Trecho de origem:
▼

Véspera

São todas cartas frustradas

‘A cidade e a casa’, de Natalia Ginzburg

TEXTO Adriana Dória Matos

27 de Março de 2023

Imagem Matheus Melo

[conteúdo exclusivo Continente Online]

“Quando escrevo um romance, quero somente narrar. Não parto de uma ideia, de uma afirmação. No início, existe um episódio, uma história, fatos, lugares… depois essas histórias se desatam e a esperança é que reflitam coisas existentes, que atinjam ‘a realidade’”
 

(Natalia Ginzburg, em entrevista a Severino Cesari, publicada em Il Manifesto, 18/12/1984)

▲

Entradas de dados:
▼

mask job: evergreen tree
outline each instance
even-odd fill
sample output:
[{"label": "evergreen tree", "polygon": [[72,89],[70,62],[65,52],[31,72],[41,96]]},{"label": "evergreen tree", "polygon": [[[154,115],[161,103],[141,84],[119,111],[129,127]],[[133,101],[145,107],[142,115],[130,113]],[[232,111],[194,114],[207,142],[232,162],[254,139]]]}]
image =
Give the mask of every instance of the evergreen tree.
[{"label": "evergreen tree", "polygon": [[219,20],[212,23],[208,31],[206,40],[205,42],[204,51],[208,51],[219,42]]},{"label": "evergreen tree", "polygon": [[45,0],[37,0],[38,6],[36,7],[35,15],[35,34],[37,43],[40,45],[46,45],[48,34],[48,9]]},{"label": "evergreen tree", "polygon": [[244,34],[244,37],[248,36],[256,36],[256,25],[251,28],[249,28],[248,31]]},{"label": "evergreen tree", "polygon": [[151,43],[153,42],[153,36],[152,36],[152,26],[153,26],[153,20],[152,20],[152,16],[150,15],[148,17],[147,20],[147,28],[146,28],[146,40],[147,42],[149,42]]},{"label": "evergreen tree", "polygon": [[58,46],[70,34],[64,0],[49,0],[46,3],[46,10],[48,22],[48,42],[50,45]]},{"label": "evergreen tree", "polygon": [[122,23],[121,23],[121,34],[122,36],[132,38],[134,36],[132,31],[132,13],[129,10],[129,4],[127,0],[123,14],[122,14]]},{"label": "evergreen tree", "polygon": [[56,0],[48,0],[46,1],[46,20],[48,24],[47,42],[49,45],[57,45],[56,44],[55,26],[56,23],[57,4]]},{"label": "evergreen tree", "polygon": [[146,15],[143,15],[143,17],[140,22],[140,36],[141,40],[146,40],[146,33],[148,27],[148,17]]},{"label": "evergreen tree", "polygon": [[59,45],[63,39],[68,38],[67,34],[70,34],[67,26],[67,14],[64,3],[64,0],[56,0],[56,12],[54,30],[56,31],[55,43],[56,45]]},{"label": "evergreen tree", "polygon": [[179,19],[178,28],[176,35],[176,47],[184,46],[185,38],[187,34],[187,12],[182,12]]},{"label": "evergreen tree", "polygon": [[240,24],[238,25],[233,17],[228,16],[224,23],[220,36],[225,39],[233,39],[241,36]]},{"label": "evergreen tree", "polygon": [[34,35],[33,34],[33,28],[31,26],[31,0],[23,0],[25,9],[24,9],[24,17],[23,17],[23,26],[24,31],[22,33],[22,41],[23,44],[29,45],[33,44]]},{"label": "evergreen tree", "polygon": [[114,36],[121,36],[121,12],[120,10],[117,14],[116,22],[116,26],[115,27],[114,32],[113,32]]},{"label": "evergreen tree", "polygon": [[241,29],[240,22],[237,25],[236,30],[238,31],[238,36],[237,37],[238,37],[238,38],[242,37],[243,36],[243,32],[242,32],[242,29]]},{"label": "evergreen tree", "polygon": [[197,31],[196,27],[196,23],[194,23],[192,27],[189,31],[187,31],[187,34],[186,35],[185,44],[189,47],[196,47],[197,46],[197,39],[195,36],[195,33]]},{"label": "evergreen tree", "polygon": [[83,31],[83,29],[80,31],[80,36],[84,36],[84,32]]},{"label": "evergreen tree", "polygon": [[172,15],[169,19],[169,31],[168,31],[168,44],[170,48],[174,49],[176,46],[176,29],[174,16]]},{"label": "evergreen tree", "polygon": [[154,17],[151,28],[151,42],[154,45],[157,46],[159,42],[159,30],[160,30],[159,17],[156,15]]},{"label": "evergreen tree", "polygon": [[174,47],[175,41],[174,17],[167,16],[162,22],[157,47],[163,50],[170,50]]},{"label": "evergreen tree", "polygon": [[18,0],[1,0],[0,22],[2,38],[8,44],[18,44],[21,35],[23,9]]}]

▲

Orientação:
Copie do texto sobre Natalia Ginzburg, sem alterar nada, tudo o que vai desde "[conteúdo exclusivo Continente" até "Il Manifesto, 18/12/1984)".

Resultado:
[conteúdo exclusivo Continente Online]

“Quando escrevo um romance, quero somente narrar. Não parto de uma ideia, de uma afirmação. No início, existe um episódio, uma história, fatos, lugares… depois essas histórias se desatam e a esperança é que reflitam coisas existentes, que atinjam ‘a realidade’”
 

(Natalia Ginzburg, em entrevista a Severino Cesari, publicada em Il Manifesto, 18/12/1984)